→ Problem description
Answer these questions using the issue report below:
1. Which package does the issue report say to upgrade with pip?
2. Which dataset does the reproduction code load?
3. According to the code comment, what does the load fail with?

→ Given passage

──────────────────────────────

Does the issue still exist with the latest tfds-nightly package (pip install --upgrade tfds-nightly)? Yes / No (please check)

  • Does the issue still exists with the last tfds-nightly package (pip install --upgrade tfds-nightly) ?
    Yes

Reproduction instructions

import tensorflow_datasets as tfds

# Fails with HTTP 403 on a helper JSON file
ds = tfds.load('imagenet2012_multilabel')

If you share a colab, make sure to update the permissions to share it.

Link to logs

ds = tfds.load('imagenet2012_multilabel')

──────────────────────────────

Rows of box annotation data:
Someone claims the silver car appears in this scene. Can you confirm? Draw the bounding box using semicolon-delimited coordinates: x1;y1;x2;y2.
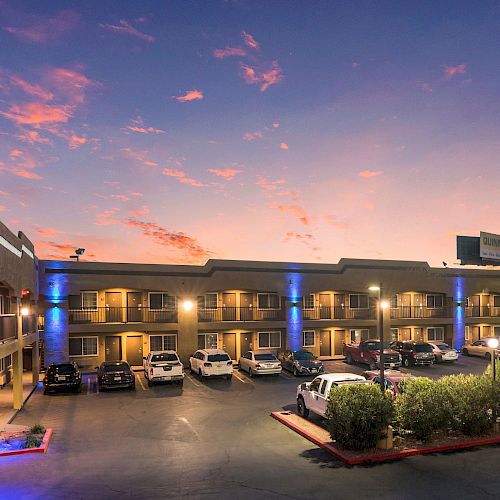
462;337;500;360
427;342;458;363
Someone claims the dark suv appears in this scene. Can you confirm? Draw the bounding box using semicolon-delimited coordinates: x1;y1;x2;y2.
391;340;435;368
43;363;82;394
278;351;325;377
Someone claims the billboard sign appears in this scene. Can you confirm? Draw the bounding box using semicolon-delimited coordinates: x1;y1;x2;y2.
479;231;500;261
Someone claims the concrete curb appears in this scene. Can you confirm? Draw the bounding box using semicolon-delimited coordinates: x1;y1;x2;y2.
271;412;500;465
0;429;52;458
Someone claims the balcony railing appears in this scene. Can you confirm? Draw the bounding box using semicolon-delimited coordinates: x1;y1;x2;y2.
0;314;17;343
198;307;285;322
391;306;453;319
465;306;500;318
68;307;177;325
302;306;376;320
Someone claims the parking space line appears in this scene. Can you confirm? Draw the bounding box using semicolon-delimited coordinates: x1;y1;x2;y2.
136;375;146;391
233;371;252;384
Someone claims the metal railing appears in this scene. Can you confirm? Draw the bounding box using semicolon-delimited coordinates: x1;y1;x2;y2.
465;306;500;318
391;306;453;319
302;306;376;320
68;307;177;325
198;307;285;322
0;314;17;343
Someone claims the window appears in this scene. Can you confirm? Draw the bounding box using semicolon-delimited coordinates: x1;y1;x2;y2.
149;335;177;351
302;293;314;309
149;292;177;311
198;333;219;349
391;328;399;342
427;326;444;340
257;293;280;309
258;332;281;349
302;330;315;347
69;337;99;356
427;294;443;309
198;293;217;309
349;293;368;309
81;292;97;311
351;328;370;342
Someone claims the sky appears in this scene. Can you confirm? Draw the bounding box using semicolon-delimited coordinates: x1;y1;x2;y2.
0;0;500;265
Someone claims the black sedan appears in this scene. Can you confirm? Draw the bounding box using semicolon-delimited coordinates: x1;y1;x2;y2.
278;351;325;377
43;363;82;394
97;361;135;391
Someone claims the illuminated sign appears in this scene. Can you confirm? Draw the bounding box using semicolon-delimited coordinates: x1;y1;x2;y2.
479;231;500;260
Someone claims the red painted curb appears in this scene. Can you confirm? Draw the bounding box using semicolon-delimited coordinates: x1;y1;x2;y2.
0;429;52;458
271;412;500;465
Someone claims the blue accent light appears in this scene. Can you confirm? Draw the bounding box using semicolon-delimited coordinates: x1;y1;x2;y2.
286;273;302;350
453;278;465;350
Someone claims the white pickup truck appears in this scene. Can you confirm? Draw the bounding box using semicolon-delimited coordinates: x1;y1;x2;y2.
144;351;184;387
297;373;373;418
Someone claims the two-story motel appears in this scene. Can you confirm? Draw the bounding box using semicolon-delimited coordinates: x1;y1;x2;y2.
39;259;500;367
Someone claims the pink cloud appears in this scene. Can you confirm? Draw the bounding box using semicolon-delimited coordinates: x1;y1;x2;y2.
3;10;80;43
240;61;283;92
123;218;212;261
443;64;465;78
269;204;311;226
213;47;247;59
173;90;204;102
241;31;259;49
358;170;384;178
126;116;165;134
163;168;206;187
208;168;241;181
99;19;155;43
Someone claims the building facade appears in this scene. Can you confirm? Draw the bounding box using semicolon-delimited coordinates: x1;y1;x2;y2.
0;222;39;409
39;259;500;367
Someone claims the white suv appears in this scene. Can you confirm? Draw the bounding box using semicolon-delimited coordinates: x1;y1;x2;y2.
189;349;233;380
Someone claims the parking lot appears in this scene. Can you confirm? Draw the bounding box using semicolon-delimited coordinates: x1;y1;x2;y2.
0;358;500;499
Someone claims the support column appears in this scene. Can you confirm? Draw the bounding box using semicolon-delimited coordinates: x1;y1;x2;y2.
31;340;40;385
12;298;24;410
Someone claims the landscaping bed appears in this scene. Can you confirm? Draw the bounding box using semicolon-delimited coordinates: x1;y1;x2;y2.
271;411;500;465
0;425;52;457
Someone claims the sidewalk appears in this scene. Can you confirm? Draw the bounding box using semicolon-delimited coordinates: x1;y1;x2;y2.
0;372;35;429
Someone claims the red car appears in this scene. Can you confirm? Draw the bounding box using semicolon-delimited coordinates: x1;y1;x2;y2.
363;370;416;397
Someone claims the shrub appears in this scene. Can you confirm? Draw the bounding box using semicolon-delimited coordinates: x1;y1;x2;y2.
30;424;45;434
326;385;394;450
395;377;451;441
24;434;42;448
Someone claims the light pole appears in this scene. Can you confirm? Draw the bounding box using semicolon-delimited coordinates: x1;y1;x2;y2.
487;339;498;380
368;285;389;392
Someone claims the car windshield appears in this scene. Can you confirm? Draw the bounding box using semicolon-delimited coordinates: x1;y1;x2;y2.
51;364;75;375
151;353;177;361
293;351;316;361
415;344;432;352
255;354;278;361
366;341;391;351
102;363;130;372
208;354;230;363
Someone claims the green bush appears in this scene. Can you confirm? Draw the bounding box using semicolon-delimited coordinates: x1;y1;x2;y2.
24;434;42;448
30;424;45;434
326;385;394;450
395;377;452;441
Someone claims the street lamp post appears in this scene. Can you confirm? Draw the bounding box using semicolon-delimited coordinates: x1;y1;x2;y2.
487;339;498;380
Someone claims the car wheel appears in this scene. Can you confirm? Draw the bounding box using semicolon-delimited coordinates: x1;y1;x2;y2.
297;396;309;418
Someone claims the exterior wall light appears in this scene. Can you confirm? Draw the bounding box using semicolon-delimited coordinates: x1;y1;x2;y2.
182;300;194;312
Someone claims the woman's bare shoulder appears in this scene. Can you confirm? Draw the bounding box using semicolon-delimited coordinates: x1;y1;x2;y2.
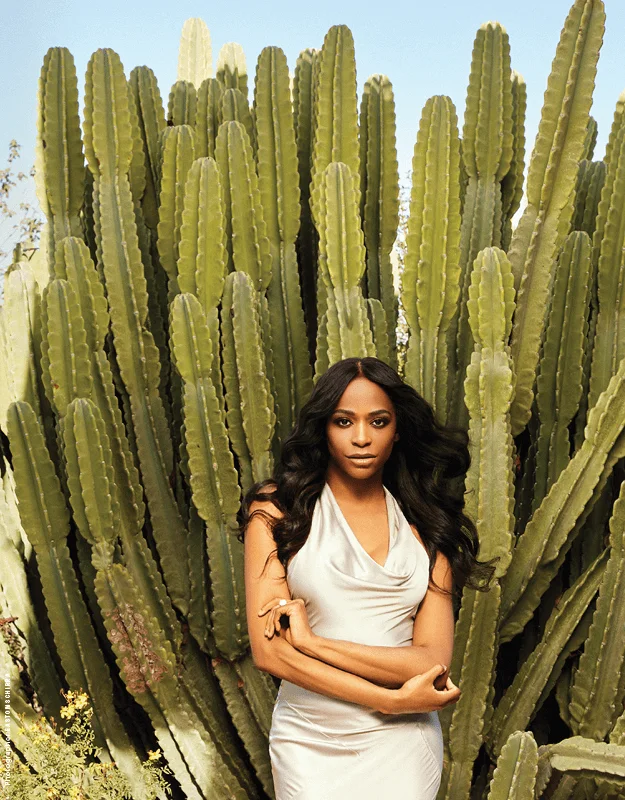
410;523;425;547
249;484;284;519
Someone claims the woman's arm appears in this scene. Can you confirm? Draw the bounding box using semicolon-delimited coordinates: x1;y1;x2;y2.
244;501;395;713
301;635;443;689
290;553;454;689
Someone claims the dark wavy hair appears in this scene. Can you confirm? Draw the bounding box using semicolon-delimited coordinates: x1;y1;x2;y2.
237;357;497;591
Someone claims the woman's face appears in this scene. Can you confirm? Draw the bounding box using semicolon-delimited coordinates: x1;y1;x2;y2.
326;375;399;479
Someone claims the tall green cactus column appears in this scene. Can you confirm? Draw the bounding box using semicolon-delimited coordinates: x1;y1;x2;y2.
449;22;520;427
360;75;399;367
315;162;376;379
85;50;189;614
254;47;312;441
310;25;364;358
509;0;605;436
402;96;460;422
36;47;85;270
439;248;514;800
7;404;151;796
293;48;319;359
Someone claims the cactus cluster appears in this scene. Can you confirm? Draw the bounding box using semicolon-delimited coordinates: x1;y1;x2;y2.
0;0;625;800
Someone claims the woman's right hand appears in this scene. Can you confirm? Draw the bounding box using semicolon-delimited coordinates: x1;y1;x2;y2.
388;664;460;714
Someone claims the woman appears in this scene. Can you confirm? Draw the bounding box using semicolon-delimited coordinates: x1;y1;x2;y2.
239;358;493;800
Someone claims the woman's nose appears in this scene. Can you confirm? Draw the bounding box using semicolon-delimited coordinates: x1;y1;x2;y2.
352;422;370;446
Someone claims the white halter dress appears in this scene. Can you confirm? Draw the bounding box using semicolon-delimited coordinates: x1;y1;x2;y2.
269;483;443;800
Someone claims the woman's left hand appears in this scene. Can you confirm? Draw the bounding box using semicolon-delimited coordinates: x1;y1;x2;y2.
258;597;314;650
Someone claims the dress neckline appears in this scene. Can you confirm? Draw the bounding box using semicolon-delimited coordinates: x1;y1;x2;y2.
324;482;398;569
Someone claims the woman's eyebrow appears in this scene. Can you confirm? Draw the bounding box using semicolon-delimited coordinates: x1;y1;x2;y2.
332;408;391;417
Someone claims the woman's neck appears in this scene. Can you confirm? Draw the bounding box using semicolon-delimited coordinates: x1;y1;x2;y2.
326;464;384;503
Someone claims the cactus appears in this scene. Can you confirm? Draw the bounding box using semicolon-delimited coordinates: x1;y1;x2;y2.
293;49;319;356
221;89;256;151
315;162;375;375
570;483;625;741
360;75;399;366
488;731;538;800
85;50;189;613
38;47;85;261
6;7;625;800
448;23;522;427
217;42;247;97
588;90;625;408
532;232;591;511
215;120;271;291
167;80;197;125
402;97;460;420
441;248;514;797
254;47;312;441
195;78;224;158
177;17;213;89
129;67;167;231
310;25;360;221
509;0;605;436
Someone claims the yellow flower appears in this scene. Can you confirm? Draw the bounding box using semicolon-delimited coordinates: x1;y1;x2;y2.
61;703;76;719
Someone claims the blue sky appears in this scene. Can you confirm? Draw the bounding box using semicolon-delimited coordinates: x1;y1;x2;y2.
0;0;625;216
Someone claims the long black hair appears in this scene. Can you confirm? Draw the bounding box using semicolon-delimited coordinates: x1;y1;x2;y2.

──────────────────────────────

→ Complete answer
1. tfds-nightly
2. imagenet2012_multilabel
3. HTTP 403 on a helper JSON file